**BRANO DI LETTURA:**

::::::::::

Per giungere ad una attenta analisi del provvedimento della Suprema Corte, sent.n. 18868/2014 va, pertanto ribadito che, rispetto alla sentenza delle Sez. Un. n. 16 del 2000, riferita ad un vizio di editio actionis e, in particolare, alla mancata debita specificazione dei motivi di appello ai sensi dell’art.342 c.p.c., la pronuncia del 2004 era stata resa con riferimento ad una causa soggetta al rito anteriore alla novella del 1990 e quindi al vecchio testo dell’art.164 c.p.c.; si occupava del problema dell’effetto sanante della costituzione in giudizio del convenuto appellato, e in particolare della sua efficacia ex nunc o ex tunc, rispetto all’onere di specificazione dei motivi originariamente insoddisfatto nella struttura dell’atto di appello e, fra l’altro, non aveva escluso ogni forma di sanatoria dell’atto di appello nullo, perché si era limitata a escludere il rilievo della costituzione dell’appellato, salvo il potere dell’appellante di rinnovare l’atto nel rispetto dei termini di legge e prima della dichiarazione di inammissibilità.
Chiaramente orientata nel senso dell’applicabilità dell’art.164 c.p.c. al giudizio di secondo grado è tutta la giurisprudenza successiva, ed in particolare “Stante l’inapplicabilità dell’art. 164 c.p.c. – sia nel testo precedente che in quello attuale – al giudizio di appello, la nullità dell’atto di citazione in appello dipendente da vizi della “vocatio in ius” non può essere sanata con la costituzione dell’appellato né con la rinnovazione della citazione, ed è rilevabile anche d’ufficio, in quanto solo l’atto conforme alle prescrizioni di cui all’art. 342 c.p.c. è idoneo ad impedire la decadenza dall’impugnazione e quindi il passaggio in giudicato della sentenza impugnata; ne consegue che il giudizio di appello introdotto a mezzo di un atto di citazione nullo deve essere dichiarato inammissibile.
Nel caso in esame, comunque, la curatela non si era costituita nel giudizio, e quindi il vizio non si è sanato. Ciò ha determinato, ove si ritenga l’applicabilità nel giudizio di secondo grado dell’articolo 164 cod. proc. civ., non solo la nullità dell’atto di citazione in appello, ma anche, in virtù degli effetti estensivi di cui all’articolo 159 cod. proc. civ., la nullità dell’intero procedimento di secondo grado e l’invalidità della sentenza, con conseguente passaggio in giudicato della sentenza di primo grado.

::::::::::

**DATI ESTRATTI:**

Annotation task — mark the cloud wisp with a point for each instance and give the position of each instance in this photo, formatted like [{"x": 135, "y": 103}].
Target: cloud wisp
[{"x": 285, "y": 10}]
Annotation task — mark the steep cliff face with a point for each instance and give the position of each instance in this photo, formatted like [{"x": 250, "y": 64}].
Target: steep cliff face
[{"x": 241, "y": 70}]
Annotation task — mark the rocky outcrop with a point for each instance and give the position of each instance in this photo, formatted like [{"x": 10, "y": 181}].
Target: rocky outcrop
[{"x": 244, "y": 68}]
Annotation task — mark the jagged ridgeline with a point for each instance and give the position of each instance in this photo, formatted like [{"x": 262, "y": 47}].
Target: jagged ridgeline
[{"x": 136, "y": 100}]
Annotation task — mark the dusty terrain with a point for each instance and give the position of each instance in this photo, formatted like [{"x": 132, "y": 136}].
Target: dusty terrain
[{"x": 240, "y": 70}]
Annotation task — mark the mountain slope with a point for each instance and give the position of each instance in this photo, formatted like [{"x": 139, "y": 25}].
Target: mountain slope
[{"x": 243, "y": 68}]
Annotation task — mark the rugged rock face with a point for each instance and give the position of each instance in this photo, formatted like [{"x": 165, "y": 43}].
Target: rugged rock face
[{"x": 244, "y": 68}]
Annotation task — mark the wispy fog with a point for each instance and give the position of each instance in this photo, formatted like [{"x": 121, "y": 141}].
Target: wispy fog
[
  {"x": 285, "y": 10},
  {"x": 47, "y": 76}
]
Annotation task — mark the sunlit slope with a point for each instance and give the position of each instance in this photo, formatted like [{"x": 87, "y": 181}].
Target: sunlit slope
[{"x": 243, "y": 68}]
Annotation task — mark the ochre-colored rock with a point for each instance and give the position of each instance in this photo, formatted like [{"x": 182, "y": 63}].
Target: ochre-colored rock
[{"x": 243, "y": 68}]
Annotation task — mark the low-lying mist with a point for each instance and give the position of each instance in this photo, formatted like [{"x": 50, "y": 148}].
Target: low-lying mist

::::::::::

**COMPITI DA SVOLGERE:**
- 1) Puoi riscrivere sotto forma di elenco il paragrafo del brano sulla nullità dell'atto di appello che inizia con «Nel caso in esame, comunque», mantenendone i fatti principali?
- 2) Prosegui il brano sulla nullità dell'atto di appello partendo dall'ultima frase riportata.

**SOLUZIONI DEI COMPITI:**
- 1)
- La curatela non si era costituita nel giudizio, quindi il vizio non si è sanato.
- Se si ritiene applicabile l'art. 164 c.p.c. al giudizio di secondo grado, ne derivano:
  - la nullità dell'atto di citazione in appello;
  - per gli effetti estensivi dell'art. 159 c.p.c., la nullità dell'intero procedimento di secondo grado e l'invalidità della sentenza;
  - il conseguente passaggio in giudicato della sentenza di primo grado.

- 2)
La sentenza da ultimo frutto delle argomentazioni avallate dalla Suprema Corte non è che il risultato di una tradizione già consolidata ove la validità dell’atto di citazione e cioè l’idoneità dello stesso ad assolvere la propria funzione va valutata con riferimento alla copia notificata, indipendentemente dal ricorso ad integrazioni, in quanto la parte destinataria non ha il dovere di eliminare le incertezze o di colmare le lacune dell’atto che le viene consegnato; e, ancora, per opportuna conoscenza va osservato che l’originale depositato agli atti, come dimostrato dai ricorrenti, conteneva indicazione della data di udienza solo per inserimento avvenuto successivamente al deposito. Ne consegue che, in caso di discordanza tra l’originale e la copia dell’atto notificato, assume rilievo ciò che risulta nella copia, perché è su questa che la parte citata regola il proprio comportamento processuale (v. Cass., sent. n. 20993 del 2013, n. 3205 del 2008).
In argomento merita menzione quanto stabilito dalla Suprema Corte, secondo cui la nullità della citazione per mancata indicazione dell’udienza di comparizione nella copia notificata sussiste sia se manchi totalmente detta indicazione, sia se essa sia assolutamente incerta, ossia tale da non rendere possibile l’individuazione della data effettivamente fissata, senza che, a tal fine, si possa sopperire a simile lacuna attraverso le date indicate nell’originale, atteso che la parte interessata non ha il dovere di colmare le lacune ed eliminare le incertezze dell’atto che le viene consegnato, dovendo unicamente riferirsi al contenuto di esso per svolgere le attività processuali che le sono consentite a seguito della chiamata in giudizio; resta fermo che, in tale circostanza, l’accertamento relativo all’effettiva sussistenza di una incertezza nell’indicazione della data e all’insuperabilità di essa alla stregua delle risultanze documentali è accertamento di fatto riservato al giudice di merito ed insindacabile in sede di legittimità se adeguatamente motivato (Cass. 2.9.1998, n. 8696; conf. Cass. 7.7.1999, n. 7037 e Cass. 16.4.2003, n. 6017).
In definitiva, solo l’atto di appello conforme alle prescrizioni di cui all’articolo 342 del codice di rito è idoneo ad impedire il passaggio in giudicato della sentenza.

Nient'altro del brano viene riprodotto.